*Exercise objective:* Once the pictures are set aside, copy the records below exactly as they stand.

*Data:*

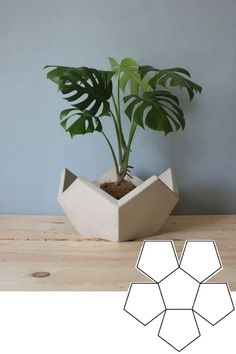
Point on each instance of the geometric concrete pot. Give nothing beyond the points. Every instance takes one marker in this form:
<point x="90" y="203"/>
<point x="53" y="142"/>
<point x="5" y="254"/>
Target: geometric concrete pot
<point x="95" y="213"/>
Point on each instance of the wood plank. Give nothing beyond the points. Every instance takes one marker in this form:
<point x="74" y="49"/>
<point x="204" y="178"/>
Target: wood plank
<point x="30" y="244"/>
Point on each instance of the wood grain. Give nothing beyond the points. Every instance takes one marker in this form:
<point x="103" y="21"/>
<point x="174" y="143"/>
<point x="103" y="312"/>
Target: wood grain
<point x="35" y="244"/>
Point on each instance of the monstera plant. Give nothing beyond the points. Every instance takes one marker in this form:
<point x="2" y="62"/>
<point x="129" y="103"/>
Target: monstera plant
<point x="142" y="94"/>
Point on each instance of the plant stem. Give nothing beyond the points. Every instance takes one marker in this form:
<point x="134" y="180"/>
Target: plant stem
<point x="118" y="119"/>
<point x="118" y="137"/>
<point x="113" y="153"/>
<point x="125" y="161"/>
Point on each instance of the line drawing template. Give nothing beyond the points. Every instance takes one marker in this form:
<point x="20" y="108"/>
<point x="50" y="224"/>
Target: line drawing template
<point x="179" y="291"/>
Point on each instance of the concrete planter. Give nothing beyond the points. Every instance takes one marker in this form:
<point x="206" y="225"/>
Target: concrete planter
<point x="95" y="213"/>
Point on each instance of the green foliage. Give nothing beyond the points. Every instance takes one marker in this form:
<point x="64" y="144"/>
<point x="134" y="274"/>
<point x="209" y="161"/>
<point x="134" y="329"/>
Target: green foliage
<point x="90" y="93"/>
<point x="88" y="90"/>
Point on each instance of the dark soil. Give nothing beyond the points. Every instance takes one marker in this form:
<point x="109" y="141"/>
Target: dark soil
<point x="117" y="190"/>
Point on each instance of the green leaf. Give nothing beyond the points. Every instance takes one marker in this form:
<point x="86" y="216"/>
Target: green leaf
<point x="87" y="88"/>
<point x="157" y="110"/>
<point x="170" y="77"/>
<point x="83" y="124"/>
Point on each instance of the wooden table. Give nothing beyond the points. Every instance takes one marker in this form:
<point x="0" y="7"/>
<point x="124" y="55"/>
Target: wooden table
<point x="37" y="244"/>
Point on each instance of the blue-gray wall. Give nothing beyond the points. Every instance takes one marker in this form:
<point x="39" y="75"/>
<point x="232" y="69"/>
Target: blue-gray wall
<point x="197" y="34"/>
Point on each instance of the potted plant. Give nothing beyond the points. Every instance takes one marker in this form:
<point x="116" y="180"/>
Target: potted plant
<point x="119" y="206"/>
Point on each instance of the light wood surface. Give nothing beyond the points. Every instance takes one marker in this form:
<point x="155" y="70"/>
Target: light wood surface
<point x="46" y="253"/>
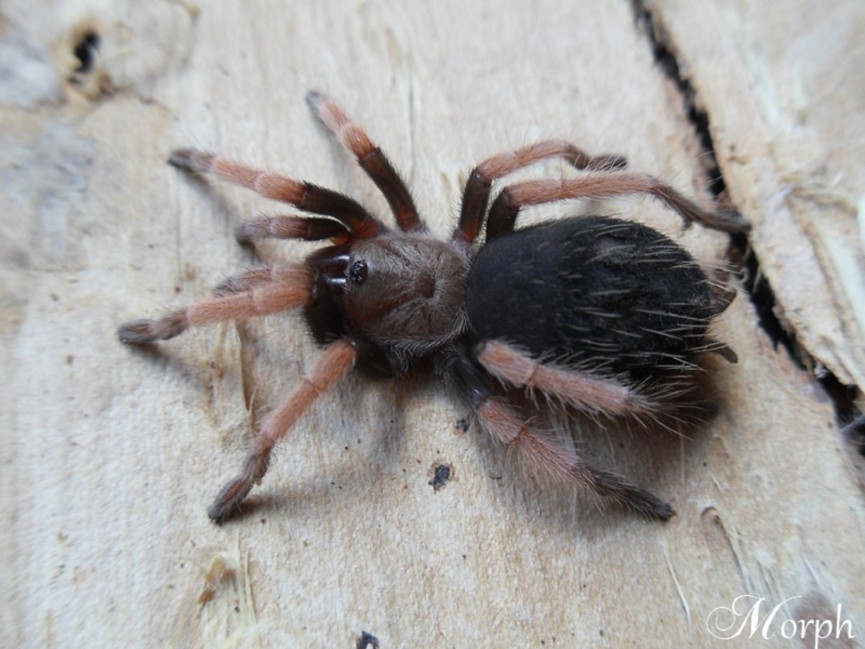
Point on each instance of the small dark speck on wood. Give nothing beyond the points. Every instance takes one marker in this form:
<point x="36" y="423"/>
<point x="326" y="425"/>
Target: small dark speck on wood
<point x="366" y="640"/>
<point x="441" y="475"/>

*Written reply:*
Point on each instance of the geometric concrete pot. Give nothing beyond the points. Every instance takes one marker in this form:
<point x="90" y="203"/>
<point x="53" y="142"/>
<point x="5" y="254"/>
Target: geometric concrete pot
<point x="95" y="213"/>
Point on each instance of the wood plank. Give nothing beyond the points. Every instance takes one marker in this form:
<point x="74" y="49"/>
<point x="204" y="178"/>
Target: wood plank
<point x="30" y="244"/>
Point on each instance of the wood grain. Give nothing beyond the points. Every instance takes one marker in this form:
<point x="103" y="21"/>
<point x="174" y="143"/>
<point x="103" y="312"/>
Target: wood grain
<point x="35" y="244"/>
Point on each instance of the monstera plant. Give nothing beyond the points. Every instance takes one marker in this form:
<point x="2" y="62"/>
<point x="129" y="103"/>
Target: monstera plant
<point x="142" y="94"/>
Point on each instance of the plant stem. Give nothing beyond the points. Every instance takes one marker in this form:
<point x="134" y="180"/>
Target: plant stem
<point x="118" y="119"/>
<point x="118" y="137"/>
<point x="113" y="153"/>
<point x="125" y="161"/>
Point on each instance of the line drawing template. Give nothing beyond the points. Every instance takes one marker in this form:
<point x="20" y="108"/>
<point x="50" y="224"/>
Target: line drawing template
<point x="179" y="291"/>
Point on each instance of the concrete planter. Give nothing beyond the points. Every instance takes one marker in this form:
<point x="206" y="225"/>
Target: concrete planter
<point x="95" y="213"/>
Point on each instance of the green foliage. Give nothing beyond the points. Every instance takes one marker in this form:
<point x="64" y="144"/>
<point x="134" y="274"/>
<point x="209" y="161"/>
<point x="134" y="329"/>
Target: green foliage
<point x="90" y="93"/>
<point x="88" y="90"/>
Point on each instance of the dark soil. Give nothing beyond the points. Every instance takes one marker in this form:
<point x="109" y="141"/>
Target: dark soil
<point x="117" y="190"/>
Point on each instance of the green leaf. Give nothing beyond the points. Every instance takes one marker in this form:
<point x="86" y="216"/>
Target: green leaf
<point x="87" y="88"/>
<point x="157" y="110"/>
<point x="170" y="77"/>
<point x="83" y="124"/>
Point on each instance of the wooden table. Give nothing beyond the points. Every instance takes one marker in this form:
<point x="0" y="7"/>
<point x="124" y="55"/>
Target: wooden table
<point x="37" y="244"/>
Point on each instance of the blue-gray wall. Give nothing beyond the points. Every instance takes one marker in this form:
<point x="39" y="75"/>
<point x="232" y="69"/>
Target: blue-gray wall
<point x="197" y="34"/>
Point on each instance of the potted plant. Give nothing beyond the points. Every instance takes one marker in this form:
<point x="116" y="180"/>
Target: potted plant
<point x="119" y="206"/>
Point on each instance of the light wood surface. Give nothing beyond the points. Every instance takes one marker in this form:
<point x="155" y="70"/>
Target: light wood surface
<point x="46" y="253"/>
Point on each instance of the small dark speck on wood. Give nothing beyond the points. Every instance takes one marker in this form:
<point x="36" y="423"/>
<point x="326" y="425"/>
Target: small dark speck on wood
<point x="366" y="640"/>
<point x="441" y="475"/>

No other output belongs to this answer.